▶ _GIVEN REQUEST 1_
Answer these questions using the passage on multiclass DDoS detection:
(a) What overall accuracy did the multilayer stacking architecture exceed?
(b) What did the voting layer (level two) consolidate?
(c) How many attributes make up the feature set used in the evaluation?
▶ _GIVEN REQUEST 2_
Extend the passage on multiclass DDoS detection by writing what follows its final sentence.

▶ _READING TEXT_

__________________________________________________

The multilayer stacking architecture demonstrated solid performance and high potential as an integrated solution for detecting multiclass DDoS attacks. With an overall accuracy exceeding 91.26%, the model validated the hypothesis that the hierarchical combination of heterogeneous algorithms, including decision trees, kernel-based methods, and neural networks, enables the capture of diverse behavioral patterns in network traffic, achieving more stable, robust, and generalizable detection. This performance improvement reflects the synergy between S-ML and D-ML models, which contribute both interpretability and representational depth within a hierarchical framework that integrates their complementary strengths.
The results demonstrate that the proposed stacked ensemble model effectively integrates multiple learning algorithms to improve robustness and classification accuracy in DDoS detection. The ensemble achieved approximately 91% accuracy with balanced precision and recall, confirming its reliability across multiple attack categories. As shown in
Figure 5, the evaluation workflow verifies the effectiveness of the hierarchical training procedure and the integration of multiple classifiers within the stacking scheme.
The use of successive layers enhanced the system’s robustness against traffic variability and anomalous patterns. The base models (level zero) generated diverse predictions, while the meta-models (level one) learned to combine these outputs to reduce systematic errors. The voting layer (level two) consolidated the most consistent predictions, achieving an optimal balance between precision and generalization. This hierarchical design proved effective in mitigating overfitting and improving model stability when exposed to unseen data, demonstrating greater adaptability compared to standalone learners.
A detailed analysis of the experimental results also revealed a noticeable reduction in class overlap after applying PCA-based class merging and SMOTE balancing, confirming the positive contribution of the preprocessing strategy illustrated in
Figure 2. This preprocessing step improved class separability and ensured a more uniform training distribution, contributing directly to the model’s consistent performance across validation and testing. The multilayer ensemble structure depicted in
Figure 4 further enhanced generalization capabilities and ensured stable performance under diverse network conditions.
Finally, the results across all evaluated models exhibited remarkable consistency, with accuracies around 91% and F1-scores exceeding 90%. The ensemble layer effectively leveraged the predictive strengths of the base classifiers, achieving balanced precision and recall across various attack types. These outcomes confirm the robustness and scalability of the proposed multilayer detection framework, as well as its suitability for deployment in distributed and real-time DDoS detection environments.
5.1. Contextualizing the Performance Gap with Prior High-Accuracy Works
It is important to note that several prior works reporting 98–99% accuracy or F1-score on CIC-DDoS2019 operate under experimental settings that differ substantially from those in this study. Our evaluation considers a nine-class multiclass problem (after removing classes with fewer than 450 samples and merging two highly confused categories), a large-scale dataset (∼8.85 M flows after cleaning), and a broad feature set of 78 attributes. Many high-performing studies simplify the task by using binary classification, selecting only a subset of attack types, or applying aggressive feature reduction, which can produce overly optimistic results. Under our more challenging setting, the proposed stacking ensemble achieves 91.26% accuracy and demonstrates improved robustness across classes. To further analyze the ensemble’s contribution, we include an ablation study based on F1-score (
Table 14), which compares all base, meta, and ensemble components and confirms that the final layer provides consistent improvements in per-class F1 performance.

__________________________________________________

▶ _DATA SECTION_
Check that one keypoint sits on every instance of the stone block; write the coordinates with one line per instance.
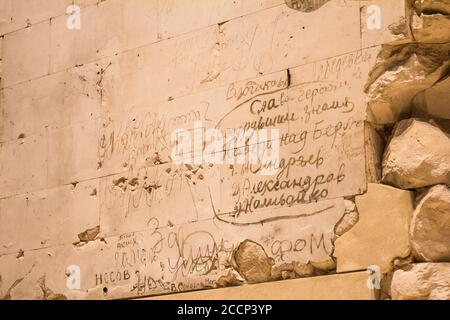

__________________________________________________

▶ _REPLY 1_
(a) 91.26%
(b) The most consistent predictions
(c) 78

▶ _REPLY 2_
5.2. Evaluation Strategy and Generalization Limitations
The evaluation in this study was conducted using a single 70-25-5 train-validation-test split. This decision was motivated by the computational cost associated with training the full three-layer stacking architecture on a dataset of 8.85 million flows. While this approach is common in large-scale intrusion detection research, we acknowledge that it does not capture statistical variability to the same extent as k-fold cross-validation. Furthermore, the present work evaluates the model on a single dataset (CIC-DDoS2019), which limits conclusions about generalization across heterogeneous traffic environments. These aspects represent methodological limitations that will be addressed in future research through k-fold validation, statistical significance testing, and cross-dataset experiments. Despite these constraints, the ablation study included in this work provides evidence of the stability and internal consistency of the proposed ensemble architecture.
5.3. Performance Limitations and Potential Improvements
Although the proposed three-layer stacking ensemble demonstrates strong overall performance for multiclass DDoS detection, the results reveal specific cases where the architecture does not outperform all baseline or reference approaches. In particular, minority attack categories, such as SNMP-UDP Flood, LDAP Flood, or specific DNS-based attacks, exhibit comparatively lower F1-scores. This behavior is theoretically expected in highly imbalanced, noisy, and feature-overlapping datasets such as CIC-DDoS2019, where the statistical distribution of minority classes provides limited discriminative information for the learning process.
From a theoretical standpoint, these observations can be attributed to three core factors:
Data imbalance, which biases the decision boundaries toward dominant classes.
Feature redundancy and multicollinearity, which reduce separability in the feature space.
Limited interaction modeling between Level-0 learners, which restricts the meta-learner’s capacity to correct correlated errors.
To address these challenges, several improvement directions can be considered:
Advanced Class Rebalancing Techniques
While SMOTE alleviates global imbalance, it may oversample regions of high overlap, degrading minority precision. More sophisticated strategies, such as Borderline-SMOTE, ADASYN, SMOTE-IPF, or generative oversampling via GANs, can yield more representative minority samples, preserving local decision boundaries.
Refined Feature Selection and Representation
Although PCA-based label consolidation and Pearson correlation filtering reduce redundancy, complementary techniques such as mutual information, minimum redundancy–maximum relevance (mRMR), or SHAP-based importance could uncover more discriminative features and improve minority-class separability.
Enhanced Meta-Learning Strategies
The current Level-1 stack combines Logistic Regression, Ridge Classifier, and a shallow neural network. Replacing or augmenting these with more expressive meta-learners, e.g., gradient boosting, attention-enhanced layers, or gating mechanisms, may capture higher-order interactions between Level-0 outputs.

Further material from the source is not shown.